Entries from a dataset
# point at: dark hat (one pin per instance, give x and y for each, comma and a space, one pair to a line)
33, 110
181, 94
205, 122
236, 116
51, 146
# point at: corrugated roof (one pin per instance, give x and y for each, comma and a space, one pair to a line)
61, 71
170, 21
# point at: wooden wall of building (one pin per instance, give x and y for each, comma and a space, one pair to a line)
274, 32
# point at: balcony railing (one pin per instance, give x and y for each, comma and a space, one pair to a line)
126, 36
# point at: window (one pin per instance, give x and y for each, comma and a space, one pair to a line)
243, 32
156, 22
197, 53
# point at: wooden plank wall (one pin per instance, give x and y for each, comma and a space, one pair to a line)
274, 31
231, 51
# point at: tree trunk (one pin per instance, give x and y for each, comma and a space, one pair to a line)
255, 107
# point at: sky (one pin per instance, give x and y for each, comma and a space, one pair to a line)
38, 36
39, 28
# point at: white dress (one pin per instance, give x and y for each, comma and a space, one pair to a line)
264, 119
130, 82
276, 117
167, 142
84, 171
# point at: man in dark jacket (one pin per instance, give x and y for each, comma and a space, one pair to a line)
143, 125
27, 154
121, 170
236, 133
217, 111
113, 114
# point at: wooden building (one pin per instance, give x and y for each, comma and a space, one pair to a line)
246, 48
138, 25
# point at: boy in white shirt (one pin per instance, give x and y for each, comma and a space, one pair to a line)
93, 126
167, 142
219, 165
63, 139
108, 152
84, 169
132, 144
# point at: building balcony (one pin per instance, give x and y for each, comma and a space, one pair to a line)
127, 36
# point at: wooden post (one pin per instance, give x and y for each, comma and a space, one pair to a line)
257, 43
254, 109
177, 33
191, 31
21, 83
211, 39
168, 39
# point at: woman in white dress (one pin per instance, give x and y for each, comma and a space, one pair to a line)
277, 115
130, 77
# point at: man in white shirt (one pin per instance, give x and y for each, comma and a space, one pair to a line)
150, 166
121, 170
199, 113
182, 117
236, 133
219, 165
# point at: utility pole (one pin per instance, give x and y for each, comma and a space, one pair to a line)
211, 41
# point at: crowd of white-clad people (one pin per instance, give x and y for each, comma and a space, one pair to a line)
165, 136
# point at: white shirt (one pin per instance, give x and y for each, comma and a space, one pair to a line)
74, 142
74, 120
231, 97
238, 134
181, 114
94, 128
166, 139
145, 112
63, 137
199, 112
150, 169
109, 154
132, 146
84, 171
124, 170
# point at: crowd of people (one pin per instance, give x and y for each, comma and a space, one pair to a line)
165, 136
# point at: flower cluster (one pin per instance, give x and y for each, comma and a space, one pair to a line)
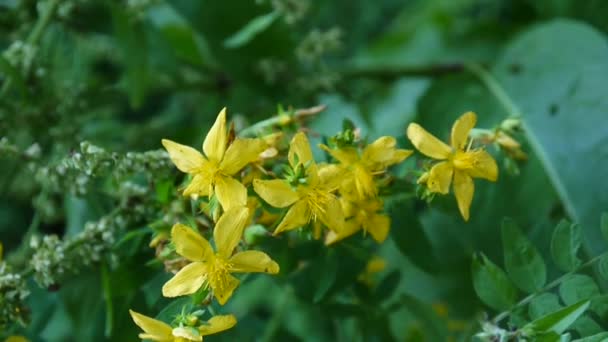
335, 199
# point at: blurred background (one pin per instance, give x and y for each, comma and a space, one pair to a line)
88, 86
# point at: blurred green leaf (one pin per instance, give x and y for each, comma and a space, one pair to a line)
557, 321
256, 26
132, 41
523, 262
561, 95
543, 304
565, 244
492, 284
188, 44
578, 287
387, 286
601, 337
604, 226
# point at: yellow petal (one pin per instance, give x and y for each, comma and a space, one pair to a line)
333, 217
253, 261
229, 230
426, 143
364, 183
378, 226
382, 153
299, 149
463, 190
185, 158
155, 329
187, 334
199, 185
230, 192
461, 128
296, 216
187, 281
349, 228
483, 166
216, 140
190, 244
217, 324
223, 288
440, 177
345, 155
240, 153
277, 192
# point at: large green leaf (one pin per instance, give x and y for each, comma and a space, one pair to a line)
565, 244
523, 262
492, 285
555, 74
558, 321
578, 287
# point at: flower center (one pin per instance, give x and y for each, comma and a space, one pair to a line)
317, 201
219, 270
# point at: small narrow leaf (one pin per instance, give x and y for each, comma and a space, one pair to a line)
558, 321
602, 267
491, 284
578, 287
543, 304
523, 262
601, 337
256, 26
565, 244
604, 225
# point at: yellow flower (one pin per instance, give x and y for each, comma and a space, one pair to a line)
156, 330
214, 269
213, 173
312, 199
459, 162
361, 214
361, 168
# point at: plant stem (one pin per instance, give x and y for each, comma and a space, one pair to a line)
549, 286
396, 72
282, 119
35, 35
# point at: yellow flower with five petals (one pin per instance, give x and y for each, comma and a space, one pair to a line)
459, 163
213, 172
214, 269
361, 168
156, 330
310, 201
361, 214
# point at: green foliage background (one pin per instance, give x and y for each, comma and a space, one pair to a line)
124, 74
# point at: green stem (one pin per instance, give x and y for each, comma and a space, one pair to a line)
548, 287
396, 72
281, 119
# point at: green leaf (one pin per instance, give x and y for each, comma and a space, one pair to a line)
604, 225
523, 262
327, 277
601, 337
561, 95
256, 26
565, 244
558, 321
187, 44
491, 284
602, 267
388, 286
543, 304
578, 287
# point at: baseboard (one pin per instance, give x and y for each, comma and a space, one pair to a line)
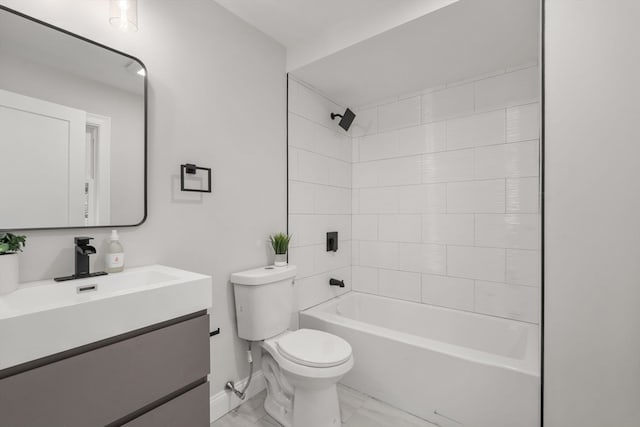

TASK DESCRIPTION: Rewrite the entries from the line containing "# point at: yellow flower with" through the end of the entries, both inclusive, raising every x and y coordinate in the answers by 13 and copying all other lines unchanged. Leave the pictures out.

RESPONSE TO THE TASK:
# point at: yellow flower with five petals (one pin per instance, give x and y for each, comma and a space, one pair to a line)
472, 176
226, 185
227, 282
374, 181
169, 343
323, 214
374, 227
# point at: green foliage background (one pin per instance, give x and y for each, comma and a space, one pair to a line)
137, 87
# point at: green stem (one pin per instance, give x and y for each, comma and a space, one pair to a line)
561, 300
409, 85
294, 132
# point at: green leaf (one pin per instance, give x and y for each, comma and a space, one pair to a line)
617, 238
536, 275
340, 290
614, 350
574, 108
269, 39
578, 257
571, 334
200, 57
504, 297
615, 280
401, 299
556, 317
591, 300
# point at: baseboard (one pin per instance, give x and y for each, comma and a space, one pair to a line)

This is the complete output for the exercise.